*Descripción de la tarea*. Extrae todas las líneas del listado de abajo y cópialas sin cambiar nada.

----

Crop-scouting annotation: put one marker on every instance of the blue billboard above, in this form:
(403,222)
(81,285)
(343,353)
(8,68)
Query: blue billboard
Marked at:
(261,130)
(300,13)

----

*Solución escrita*.
Crop-scouting annotation: put one marker on every instance of the blue billboard above, in this form:
(403,222)
(81,285)
(343,353)
(8,68)
Query: blue billboard
Marked at:
(261,130)
(300,13)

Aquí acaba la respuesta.